*Given request*:
Using the entries below, transcribe exactly the line containing "Given the photograph below" and each line that follows it to the end.

*Rows*:
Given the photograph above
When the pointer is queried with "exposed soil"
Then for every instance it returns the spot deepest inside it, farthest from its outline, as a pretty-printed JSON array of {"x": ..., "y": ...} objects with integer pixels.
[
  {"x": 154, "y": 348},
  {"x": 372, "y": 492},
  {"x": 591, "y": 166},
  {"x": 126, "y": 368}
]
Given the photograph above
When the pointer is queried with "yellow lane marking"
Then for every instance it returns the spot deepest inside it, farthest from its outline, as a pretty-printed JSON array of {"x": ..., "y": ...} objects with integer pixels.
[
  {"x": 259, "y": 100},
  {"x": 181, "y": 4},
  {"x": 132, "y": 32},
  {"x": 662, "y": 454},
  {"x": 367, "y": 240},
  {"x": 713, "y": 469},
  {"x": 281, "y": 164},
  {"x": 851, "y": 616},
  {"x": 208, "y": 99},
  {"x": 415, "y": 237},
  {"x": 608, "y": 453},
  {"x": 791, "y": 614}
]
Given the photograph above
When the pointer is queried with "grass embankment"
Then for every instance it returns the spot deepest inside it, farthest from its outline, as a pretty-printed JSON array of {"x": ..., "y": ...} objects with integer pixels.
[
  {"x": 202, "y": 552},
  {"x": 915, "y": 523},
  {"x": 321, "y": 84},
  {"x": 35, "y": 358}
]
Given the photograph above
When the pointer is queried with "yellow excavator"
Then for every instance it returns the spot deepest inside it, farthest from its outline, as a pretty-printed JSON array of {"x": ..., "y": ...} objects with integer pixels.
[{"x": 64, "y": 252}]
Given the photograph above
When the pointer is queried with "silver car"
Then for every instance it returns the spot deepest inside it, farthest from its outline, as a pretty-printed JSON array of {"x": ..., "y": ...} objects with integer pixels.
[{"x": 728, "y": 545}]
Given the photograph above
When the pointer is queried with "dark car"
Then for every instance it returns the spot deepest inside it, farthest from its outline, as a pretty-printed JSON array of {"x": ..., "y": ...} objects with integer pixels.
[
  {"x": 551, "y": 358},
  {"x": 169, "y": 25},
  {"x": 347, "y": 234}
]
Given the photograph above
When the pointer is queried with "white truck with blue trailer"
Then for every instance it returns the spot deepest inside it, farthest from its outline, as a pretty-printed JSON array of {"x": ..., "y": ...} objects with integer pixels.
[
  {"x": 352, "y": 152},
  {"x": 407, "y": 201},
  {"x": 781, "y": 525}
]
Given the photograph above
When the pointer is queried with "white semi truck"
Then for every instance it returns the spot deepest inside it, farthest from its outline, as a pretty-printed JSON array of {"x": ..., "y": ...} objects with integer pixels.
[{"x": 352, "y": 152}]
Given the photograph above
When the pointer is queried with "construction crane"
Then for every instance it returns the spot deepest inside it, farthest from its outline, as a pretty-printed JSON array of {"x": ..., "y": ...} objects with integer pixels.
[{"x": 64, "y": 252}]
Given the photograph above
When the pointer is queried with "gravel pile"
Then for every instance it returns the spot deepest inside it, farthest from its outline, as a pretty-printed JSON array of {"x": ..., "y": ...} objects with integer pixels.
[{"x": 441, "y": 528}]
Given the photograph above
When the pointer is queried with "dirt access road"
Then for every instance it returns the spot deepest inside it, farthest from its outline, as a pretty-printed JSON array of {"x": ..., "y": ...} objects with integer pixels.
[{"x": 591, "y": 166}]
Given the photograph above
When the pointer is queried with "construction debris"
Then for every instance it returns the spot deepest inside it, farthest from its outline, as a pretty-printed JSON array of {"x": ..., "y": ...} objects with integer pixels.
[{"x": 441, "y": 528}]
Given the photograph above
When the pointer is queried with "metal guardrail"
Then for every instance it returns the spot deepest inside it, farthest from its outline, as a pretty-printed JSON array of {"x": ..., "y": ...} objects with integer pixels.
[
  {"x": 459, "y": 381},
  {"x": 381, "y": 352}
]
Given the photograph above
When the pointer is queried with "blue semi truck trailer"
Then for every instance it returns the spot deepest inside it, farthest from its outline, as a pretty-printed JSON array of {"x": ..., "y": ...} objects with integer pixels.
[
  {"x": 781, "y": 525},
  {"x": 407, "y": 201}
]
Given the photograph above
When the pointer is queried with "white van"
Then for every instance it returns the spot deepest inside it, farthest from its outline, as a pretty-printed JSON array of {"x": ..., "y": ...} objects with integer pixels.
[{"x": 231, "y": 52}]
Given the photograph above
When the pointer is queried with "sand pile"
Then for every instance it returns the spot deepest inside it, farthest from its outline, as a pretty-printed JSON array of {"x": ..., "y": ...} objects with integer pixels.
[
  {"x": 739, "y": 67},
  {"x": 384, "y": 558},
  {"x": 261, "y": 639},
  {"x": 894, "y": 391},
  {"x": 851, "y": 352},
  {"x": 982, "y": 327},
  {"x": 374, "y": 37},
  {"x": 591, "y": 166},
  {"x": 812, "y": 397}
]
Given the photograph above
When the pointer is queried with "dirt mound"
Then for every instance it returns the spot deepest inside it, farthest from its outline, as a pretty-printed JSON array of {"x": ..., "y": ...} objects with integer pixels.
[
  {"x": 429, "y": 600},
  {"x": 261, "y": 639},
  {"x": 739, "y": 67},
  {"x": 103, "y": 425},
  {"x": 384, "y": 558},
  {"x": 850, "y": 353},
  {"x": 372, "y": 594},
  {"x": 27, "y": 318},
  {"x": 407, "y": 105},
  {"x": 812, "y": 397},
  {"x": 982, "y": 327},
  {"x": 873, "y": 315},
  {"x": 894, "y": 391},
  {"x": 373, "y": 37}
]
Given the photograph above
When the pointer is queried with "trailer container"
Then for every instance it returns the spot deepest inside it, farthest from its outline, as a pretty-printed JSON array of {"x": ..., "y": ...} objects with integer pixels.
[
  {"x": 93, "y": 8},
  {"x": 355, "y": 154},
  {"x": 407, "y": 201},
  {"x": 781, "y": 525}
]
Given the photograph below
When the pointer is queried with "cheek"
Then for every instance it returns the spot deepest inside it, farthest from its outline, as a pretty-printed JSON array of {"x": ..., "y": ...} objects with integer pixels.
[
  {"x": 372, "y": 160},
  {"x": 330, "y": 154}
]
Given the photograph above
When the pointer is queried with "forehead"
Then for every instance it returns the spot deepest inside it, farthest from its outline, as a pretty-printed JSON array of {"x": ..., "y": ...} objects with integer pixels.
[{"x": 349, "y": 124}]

*Final answer*:
Given the photograph below
When the pointer is queried with "cheek"
Then for every instance it returns the spot deepest inside it, farthest from its outline, as a pretty-printed JSON array of {"x": ..., "y": ...} objects with integer pixels.
[
  {"x": 372, "y": 160},
  {"x": 330, "y": 154}
]
Given the photograph above
When the pointer is queried with "forehead"
Then for every instance it returns the spot deepest inside it, farthest from its outline, as a pretty-printed JSON array of {"x": ..., "y": ...} objects with integer pixels.
[{"x": 349, "y": 124}]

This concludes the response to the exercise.